> _WRITTEN PROBLEM_: Reproduce verbatim the lines of the records below, starting at the line that contains "Where can the wooden door" and ending with the final line of the records, both included.

Dataset records concerning object locations
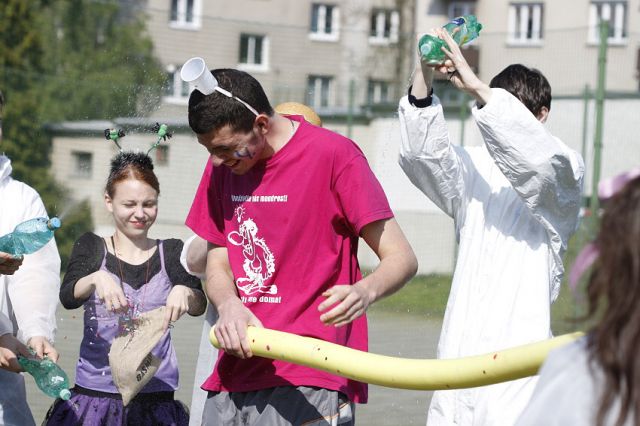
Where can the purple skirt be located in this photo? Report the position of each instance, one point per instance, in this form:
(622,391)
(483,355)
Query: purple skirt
(91,408)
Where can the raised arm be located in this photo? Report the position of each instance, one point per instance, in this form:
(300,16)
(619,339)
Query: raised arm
(397,265)
(33,291)
(234,317)
(544,172)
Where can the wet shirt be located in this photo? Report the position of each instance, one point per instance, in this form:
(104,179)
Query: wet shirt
(291,228)
(515,203)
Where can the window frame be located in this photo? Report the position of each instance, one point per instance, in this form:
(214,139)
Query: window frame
(80,172)
(379,19)
(180,90)
(520,16)
(178,19)
(334,32)
(253,66)
(619,32)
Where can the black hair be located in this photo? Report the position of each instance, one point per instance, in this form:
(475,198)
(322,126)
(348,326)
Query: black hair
(131,165)
(529,85)
(212,112)
(614,293)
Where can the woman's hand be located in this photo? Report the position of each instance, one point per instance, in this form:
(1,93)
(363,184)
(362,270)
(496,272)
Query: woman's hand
(9,264)
(108,291)
(177,304)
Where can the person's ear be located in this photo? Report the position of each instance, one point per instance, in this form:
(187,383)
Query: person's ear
(543,114)
(262,123)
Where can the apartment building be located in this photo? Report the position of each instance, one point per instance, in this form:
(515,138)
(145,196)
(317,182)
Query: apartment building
(331,55)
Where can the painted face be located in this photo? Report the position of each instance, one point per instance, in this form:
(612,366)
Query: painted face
(235,150)
(134,207)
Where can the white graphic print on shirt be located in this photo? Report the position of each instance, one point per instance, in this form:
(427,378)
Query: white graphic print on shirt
(259,262)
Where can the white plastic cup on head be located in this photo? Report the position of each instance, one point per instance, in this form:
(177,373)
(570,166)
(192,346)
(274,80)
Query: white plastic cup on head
(195,72)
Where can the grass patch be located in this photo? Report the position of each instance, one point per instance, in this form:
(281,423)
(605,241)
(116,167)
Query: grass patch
(427,295)
(424,295)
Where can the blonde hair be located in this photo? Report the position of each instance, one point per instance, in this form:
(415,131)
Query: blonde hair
(295,108)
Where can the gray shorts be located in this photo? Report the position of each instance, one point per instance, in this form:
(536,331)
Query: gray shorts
(280,406)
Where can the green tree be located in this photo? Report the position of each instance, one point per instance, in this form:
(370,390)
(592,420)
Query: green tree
(69,60)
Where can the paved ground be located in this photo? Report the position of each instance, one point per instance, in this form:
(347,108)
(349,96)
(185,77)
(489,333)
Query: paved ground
(393,335)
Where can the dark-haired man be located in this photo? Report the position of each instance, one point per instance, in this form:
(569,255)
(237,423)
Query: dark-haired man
(28,296)
(515,203)
(282,204)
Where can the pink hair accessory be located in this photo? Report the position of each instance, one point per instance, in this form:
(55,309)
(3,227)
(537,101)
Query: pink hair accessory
(607,188)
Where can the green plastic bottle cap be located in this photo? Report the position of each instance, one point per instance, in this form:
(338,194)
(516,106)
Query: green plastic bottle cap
(54,223)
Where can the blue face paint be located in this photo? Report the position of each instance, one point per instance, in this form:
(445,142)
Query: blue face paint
(245,153)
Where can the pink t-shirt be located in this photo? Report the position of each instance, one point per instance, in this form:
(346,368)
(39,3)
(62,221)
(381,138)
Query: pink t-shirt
(291,227)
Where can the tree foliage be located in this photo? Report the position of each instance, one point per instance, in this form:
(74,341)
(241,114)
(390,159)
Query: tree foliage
(69,60)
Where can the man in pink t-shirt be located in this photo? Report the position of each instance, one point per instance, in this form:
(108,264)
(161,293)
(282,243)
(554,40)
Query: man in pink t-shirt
(282,204)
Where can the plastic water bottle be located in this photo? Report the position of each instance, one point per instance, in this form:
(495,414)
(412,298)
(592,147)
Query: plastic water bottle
(29,236)
(50,378)
(429,46)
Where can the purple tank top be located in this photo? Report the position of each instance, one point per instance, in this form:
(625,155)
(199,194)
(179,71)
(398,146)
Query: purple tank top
(101,327)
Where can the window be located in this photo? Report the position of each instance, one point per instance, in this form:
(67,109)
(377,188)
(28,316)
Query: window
(82,164)
(175,90)
(525,23)
(384,26)
(379,92)
(185,14)
(325,22)
(162,155)
(253,52)
(461,8)
(318,91)
(615,13)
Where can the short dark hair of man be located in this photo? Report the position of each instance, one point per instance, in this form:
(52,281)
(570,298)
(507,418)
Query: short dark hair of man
(529,85)
(212,112)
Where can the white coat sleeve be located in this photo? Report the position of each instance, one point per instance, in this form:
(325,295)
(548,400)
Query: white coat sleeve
(542,170)
(6,327)
(183,258)
(428,158)
(35,287)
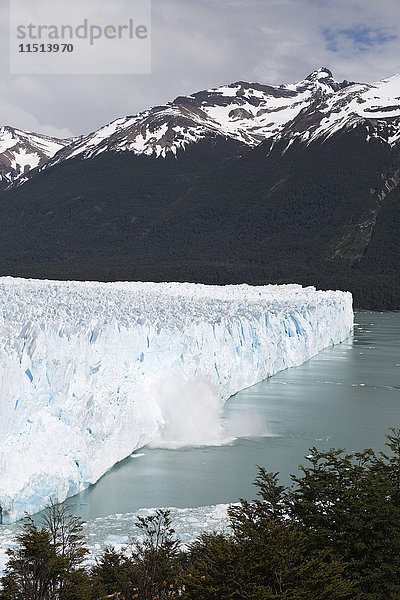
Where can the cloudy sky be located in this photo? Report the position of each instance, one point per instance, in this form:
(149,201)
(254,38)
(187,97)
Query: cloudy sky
(197,44)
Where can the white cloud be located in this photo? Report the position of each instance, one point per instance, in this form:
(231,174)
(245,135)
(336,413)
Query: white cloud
(203,43)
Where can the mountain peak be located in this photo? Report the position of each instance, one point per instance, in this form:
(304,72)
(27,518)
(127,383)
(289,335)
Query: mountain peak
(321,73)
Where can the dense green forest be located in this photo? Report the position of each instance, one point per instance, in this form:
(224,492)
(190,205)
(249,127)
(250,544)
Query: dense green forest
(333,534)
(324,214)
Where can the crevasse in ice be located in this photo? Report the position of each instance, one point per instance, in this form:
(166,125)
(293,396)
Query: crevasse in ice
(92,371)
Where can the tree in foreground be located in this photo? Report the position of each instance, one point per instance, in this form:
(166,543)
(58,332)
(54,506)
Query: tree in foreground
(45,563)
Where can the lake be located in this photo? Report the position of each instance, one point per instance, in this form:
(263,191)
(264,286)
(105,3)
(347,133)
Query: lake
(347,396)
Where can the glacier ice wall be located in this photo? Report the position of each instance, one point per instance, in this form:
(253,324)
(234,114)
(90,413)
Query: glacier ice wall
(90,372)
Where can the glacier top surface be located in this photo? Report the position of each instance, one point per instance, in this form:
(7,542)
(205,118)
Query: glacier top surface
(171,304)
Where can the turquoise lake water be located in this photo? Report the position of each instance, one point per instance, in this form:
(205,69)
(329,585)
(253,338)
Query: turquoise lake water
(348,396)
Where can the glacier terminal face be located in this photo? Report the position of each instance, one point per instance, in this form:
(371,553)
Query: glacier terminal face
(92,371)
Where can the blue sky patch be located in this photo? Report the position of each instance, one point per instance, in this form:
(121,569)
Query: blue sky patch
(363,38)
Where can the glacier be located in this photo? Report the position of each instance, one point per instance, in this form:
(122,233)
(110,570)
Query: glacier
(91,371)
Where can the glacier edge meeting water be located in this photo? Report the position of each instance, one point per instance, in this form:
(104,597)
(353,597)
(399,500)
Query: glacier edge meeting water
(92,371)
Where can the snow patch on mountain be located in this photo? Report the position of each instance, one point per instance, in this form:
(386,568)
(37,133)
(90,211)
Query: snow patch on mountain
(22,151)
(92,371)
(246,112)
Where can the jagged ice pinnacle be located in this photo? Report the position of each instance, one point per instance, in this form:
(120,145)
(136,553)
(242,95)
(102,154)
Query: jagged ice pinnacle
(92,371)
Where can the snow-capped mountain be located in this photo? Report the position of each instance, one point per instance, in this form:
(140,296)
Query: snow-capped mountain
(375,105)
(246,112)
(245,182)
(21,151)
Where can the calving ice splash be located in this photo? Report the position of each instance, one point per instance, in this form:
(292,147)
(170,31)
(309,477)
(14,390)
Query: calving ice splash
(92,371)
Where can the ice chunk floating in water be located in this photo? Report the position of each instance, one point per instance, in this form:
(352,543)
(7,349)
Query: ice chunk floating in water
(92,371)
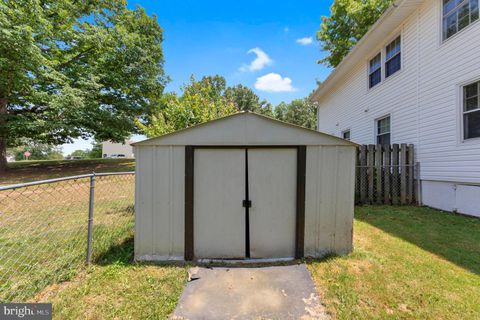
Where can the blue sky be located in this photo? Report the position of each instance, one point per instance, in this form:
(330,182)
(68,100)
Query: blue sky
(226,37)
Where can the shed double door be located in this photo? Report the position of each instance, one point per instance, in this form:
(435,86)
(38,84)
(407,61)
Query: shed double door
(244,203)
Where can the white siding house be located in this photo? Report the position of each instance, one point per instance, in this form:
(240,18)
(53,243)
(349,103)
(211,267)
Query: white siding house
(115,150)
(431,101)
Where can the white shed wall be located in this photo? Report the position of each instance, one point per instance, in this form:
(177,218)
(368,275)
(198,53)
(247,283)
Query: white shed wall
(423,98)
(329,200)
(159,201)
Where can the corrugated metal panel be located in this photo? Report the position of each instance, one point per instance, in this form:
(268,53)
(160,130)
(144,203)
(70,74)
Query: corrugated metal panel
(329,200)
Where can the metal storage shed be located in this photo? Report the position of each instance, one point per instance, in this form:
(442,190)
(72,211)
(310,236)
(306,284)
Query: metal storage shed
(243,186)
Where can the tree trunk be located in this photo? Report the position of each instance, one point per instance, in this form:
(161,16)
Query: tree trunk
(3,135)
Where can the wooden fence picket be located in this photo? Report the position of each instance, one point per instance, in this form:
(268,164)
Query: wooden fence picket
(386,174)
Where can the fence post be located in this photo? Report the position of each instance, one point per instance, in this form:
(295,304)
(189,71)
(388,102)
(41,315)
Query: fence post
(418,196)
(90,219)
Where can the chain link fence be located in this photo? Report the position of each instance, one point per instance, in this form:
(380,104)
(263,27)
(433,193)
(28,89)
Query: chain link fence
(50,229)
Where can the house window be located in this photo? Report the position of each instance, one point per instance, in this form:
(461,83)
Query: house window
(393,61)
(457,14)
(383,131)
(375,71)
(471,111)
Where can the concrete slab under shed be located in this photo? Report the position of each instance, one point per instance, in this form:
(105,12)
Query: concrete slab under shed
(276,292)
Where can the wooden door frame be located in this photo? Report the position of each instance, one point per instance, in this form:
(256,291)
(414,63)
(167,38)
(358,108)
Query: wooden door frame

> _SOLUTION FOR THIS PROBLEM_:
Where can the wooden door frame be located in this photo? Report the position of each instance, one point per instance, in this form:
(256,291)
(414,63)
(167,38)
(358,108)
Query: wooden door frame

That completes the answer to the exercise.